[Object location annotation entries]
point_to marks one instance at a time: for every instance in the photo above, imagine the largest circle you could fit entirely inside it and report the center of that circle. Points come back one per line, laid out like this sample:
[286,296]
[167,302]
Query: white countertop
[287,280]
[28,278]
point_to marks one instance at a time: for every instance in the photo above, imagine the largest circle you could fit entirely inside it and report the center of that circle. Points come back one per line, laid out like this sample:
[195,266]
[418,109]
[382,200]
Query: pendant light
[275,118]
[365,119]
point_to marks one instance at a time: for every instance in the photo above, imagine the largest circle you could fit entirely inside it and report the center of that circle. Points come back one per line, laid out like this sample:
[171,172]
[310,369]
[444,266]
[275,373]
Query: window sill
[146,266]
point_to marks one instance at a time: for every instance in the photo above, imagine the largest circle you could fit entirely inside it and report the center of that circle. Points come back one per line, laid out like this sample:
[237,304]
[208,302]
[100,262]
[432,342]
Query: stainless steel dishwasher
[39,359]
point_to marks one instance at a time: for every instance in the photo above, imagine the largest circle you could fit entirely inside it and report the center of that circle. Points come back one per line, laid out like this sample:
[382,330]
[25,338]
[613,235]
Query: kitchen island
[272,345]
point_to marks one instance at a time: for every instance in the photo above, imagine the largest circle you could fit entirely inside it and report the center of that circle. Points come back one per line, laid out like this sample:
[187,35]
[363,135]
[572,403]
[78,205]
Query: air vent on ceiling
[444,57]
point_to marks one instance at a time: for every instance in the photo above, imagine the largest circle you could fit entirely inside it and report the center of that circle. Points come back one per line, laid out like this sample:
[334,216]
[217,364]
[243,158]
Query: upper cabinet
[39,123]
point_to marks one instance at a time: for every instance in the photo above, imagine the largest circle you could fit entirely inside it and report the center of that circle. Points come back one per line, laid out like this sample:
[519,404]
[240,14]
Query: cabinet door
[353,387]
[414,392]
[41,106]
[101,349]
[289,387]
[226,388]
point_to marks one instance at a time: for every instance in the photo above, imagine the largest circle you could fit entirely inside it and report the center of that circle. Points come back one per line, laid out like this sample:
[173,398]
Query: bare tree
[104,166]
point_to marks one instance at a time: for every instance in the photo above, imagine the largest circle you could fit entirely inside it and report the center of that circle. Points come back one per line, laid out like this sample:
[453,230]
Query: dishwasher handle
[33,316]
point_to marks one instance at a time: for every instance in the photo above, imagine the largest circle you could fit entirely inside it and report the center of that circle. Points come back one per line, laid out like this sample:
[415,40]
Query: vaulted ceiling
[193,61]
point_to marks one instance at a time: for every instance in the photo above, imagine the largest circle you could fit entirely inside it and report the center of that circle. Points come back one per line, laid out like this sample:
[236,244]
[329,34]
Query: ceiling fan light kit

* * *

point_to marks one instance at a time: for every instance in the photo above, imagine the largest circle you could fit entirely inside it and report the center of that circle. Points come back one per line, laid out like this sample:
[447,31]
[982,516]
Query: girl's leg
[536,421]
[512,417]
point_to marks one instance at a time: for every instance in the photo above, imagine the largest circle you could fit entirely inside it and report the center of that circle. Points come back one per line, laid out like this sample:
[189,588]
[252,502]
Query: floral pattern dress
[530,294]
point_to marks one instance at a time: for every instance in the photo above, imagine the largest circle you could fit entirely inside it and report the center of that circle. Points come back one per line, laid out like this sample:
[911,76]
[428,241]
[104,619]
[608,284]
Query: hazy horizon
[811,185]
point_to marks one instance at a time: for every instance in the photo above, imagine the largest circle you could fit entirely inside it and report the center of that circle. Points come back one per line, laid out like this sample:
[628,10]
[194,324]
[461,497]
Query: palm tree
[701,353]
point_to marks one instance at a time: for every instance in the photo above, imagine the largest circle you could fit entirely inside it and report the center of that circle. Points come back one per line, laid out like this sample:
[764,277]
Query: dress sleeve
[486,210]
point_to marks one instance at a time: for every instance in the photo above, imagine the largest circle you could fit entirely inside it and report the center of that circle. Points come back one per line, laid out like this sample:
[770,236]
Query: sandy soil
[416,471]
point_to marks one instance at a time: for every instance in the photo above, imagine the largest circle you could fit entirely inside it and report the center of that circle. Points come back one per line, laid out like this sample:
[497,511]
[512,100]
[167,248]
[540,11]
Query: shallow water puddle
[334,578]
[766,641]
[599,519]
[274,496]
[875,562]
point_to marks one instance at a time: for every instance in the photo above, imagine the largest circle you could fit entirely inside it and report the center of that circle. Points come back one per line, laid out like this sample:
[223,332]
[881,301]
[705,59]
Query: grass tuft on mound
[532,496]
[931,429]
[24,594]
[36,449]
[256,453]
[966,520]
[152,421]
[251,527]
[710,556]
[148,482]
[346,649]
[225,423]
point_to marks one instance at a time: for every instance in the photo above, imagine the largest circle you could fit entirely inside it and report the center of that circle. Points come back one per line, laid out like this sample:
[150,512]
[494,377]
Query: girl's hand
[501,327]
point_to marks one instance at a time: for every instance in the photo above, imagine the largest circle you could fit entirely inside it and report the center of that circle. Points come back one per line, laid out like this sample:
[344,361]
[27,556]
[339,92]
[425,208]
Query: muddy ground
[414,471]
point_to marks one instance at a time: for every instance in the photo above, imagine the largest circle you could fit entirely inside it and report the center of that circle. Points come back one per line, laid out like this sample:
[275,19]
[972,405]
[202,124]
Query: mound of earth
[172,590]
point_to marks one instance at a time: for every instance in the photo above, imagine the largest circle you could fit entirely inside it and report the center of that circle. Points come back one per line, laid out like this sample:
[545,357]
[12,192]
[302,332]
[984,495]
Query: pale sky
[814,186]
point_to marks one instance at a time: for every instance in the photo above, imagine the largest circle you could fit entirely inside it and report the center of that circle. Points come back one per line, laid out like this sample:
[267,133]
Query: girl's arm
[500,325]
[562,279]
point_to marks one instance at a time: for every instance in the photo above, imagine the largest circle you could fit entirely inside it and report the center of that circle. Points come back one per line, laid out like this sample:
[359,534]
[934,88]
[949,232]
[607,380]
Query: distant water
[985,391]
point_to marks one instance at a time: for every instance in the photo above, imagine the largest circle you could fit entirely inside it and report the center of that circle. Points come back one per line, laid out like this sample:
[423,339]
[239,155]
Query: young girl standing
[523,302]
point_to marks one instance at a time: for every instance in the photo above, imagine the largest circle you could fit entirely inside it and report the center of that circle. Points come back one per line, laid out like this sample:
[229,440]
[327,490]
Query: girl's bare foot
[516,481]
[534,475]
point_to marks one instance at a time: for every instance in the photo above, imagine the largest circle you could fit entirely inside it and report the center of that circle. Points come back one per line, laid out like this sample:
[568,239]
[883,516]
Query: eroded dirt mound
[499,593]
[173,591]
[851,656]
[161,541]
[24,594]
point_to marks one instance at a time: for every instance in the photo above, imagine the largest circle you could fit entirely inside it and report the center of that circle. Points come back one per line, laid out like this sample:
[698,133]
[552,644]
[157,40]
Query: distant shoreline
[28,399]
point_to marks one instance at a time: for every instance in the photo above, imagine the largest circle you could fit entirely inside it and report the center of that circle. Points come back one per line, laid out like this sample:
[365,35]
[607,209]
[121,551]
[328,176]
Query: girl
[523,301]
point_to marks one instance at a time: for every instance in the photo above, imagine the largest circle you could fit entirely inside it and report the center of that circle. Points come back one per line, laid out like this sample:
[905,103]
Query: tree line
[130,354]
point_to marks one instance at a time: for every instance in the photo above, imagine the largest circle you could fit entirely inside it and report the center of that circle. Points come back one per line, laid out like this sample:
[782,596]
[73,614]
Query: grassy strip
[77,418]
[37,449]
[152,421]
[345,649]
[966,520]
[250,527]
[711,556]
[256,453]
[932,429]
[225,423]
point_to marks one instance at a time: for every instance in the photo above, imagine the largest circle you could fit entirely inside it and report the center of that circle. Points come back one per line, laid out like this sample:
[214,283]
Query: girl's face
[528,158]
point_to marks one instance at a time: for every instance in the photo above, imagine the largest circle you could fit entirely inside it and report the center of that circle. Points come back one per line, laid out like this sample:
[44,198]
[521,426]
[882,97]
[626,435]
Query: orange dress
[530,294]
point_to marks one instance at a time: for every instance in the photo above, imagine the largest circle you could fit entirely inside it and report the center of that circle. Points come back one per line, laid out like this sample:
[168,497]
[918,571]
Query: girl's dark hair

→ To do:
Gather every line of the entries that contains the string "dishwasher", copying each one in full. Matching is case-sensitive.

→ Exercise output:
Query: stainless steel dishwasher
Query: dishwasher handle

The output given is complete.